▶ _TASK DESCRIPTION_: Your output should contain every record, unchanged.

*** RECORDS PROVIDED Section Begins ***

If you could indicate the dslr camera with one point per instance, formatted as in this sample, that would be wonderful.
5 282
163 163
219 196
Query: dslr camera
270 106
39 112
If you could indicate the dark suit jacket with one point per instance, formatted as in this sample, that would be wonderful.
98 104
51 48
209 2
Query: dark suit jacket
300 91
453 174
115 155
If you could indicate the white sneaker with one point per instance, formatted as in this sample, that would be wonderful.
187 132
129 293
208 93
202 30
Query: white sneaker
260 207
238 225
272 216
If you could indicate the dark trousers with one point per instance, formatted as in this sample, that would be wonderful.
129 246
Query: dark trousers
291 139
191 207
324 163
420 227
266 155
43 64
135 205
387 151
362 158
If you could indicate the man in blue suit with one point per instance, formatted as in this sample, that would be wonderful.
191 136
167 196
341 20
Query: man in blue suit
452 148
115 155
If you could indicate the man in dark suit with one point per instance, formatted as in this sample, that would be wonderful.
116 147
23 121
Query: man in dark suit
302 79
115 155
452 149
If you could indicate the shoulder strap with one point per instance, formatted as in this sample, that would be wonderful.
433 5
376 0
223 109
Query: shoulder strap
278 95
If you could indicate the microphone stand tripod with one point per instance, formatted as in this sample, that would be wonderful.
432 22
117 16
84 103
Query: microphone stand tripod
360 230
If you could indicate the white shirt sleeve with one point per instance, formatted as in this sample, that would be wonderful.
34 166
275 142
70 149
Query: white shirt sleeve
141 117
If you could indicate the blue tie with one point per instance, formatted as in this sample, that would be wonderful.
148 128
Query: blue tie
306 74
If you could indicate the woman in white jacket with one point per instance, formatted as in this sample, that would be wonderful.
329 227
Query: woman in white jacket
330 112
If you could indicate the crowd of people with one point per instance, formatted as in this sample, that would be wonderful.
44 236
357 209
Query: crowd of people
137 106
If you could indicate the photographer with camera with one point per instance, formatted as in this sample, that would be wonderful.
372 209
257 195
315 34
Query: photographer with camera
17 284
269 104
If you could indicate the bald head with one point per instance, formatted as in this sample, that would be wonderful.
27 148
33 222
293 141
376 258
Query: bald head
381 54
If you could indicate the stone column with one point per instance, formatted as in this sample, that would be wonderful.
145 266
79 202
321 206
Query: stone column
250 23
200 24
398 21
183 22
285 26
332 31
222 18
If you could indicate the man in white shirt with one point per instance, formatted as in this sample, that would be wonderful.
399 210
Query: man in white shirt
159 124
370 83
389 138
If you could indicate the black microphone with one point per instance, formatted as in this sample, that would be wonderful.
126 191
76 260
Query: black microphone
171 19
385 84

*** RECORDS PROVIDED Section Ends ***

▶ _SOLUTION_:
If you could indicate the dslr camera with one point per instance, formatted as in this sample, that would be wonderful.
5 282
163 163
219 196
Query: dslr camera
270 106
39 112
If you could indicate the dark suit jacket with one point per instance, formatted as in this sample, that would be wonderful.
98 104
51 48
209 2
Query: dark suit jacket
300 91
453 174
115 155
If you could indicate the white sneaker with one point per instance, formatted as in this sample, that would be wonderful.
187 132
129 293
208 93
202 30
Query: white sneaker
260 207
238 225
272 216
If you could indicate the dark trousers with one point per instance, formatted as in this sample, that would be wonderful.
129 246
Query: dark trousers
291 139
191 207
324 163
420 227
266 155
43 64
135 205
387 151
362 158
If you could indicate the man in blue suit with one point per instance, formatted as in this sample, that would be wonderful.
191 136
167 196
341 20
Query: man in blue suit
452 148
115 155
If you could indicate the man in dark suit with one point per instance, formatted as in this sample, that would be wonderful.
116 147
23 121
Query: man in dark suit
302 79
115 155
452 149
If you could indicate the shoulder strap with one point per instance, formatted as in this sample, that would be wonderful.
433 5
376 0
223 109
Query: shoulder strap
278 95
If you could indicate the microphone stand tripod with one point per instance, formatted as in this sample, that would be wonderful.
432 22
117 16
84 103
Query: microphone stand tripod
360 230
If you could indicate the white shirt sleeve with one point per instance, formatted as in this sample, that would be wonderful.
34 166
275 142
70 149
Query: white shirt sleeve
141 117
If you could indicate the blue tie with one point per instance, formatted as in this sample, that would be wonderful.
148 128
Query: blue tie
306 74
If you could indicate the woman in white jacket with one point per instance, formatted as in this sample, that would be wonderful.
329 227
Query: woman in white jacket
330 112
If you could indicate the crowd of people with one point per instance, formatted as in this sample, that would be wonderful.
44 236
357 209
Query: crowd of people
137 106
If you could indicate the photographer with camera with one point per instance, formatted as in this sample, that would be wonderful.
372 209
257 195
315 34
Query: photographer with camera
17 284
269 104
If you could indicate the bald head with one point per instance, formatted as in this sample, that would be wonderful.
27 148
33 222
293 141
376 258
Query: bald head
381 54
If you could indicate the stone column with one point per instance, formatted as in this sample, that would be wonderful.
145 266
79 202
321 206
Query: stone column
250 23
200 24
398 21
183 22
285 26
332 31
222 18
If you could indicate the man in white shirt with one point per instance, formatted as in this sample, that would be wonderful.
399 210
Query: man in white shirt
159 124
370 83
389 138
If you could indicate the black microphone with one point per instance, formatted as in this sample, that would be wonderful.
126 191
76 260
Query: black microphone
171 19
385 84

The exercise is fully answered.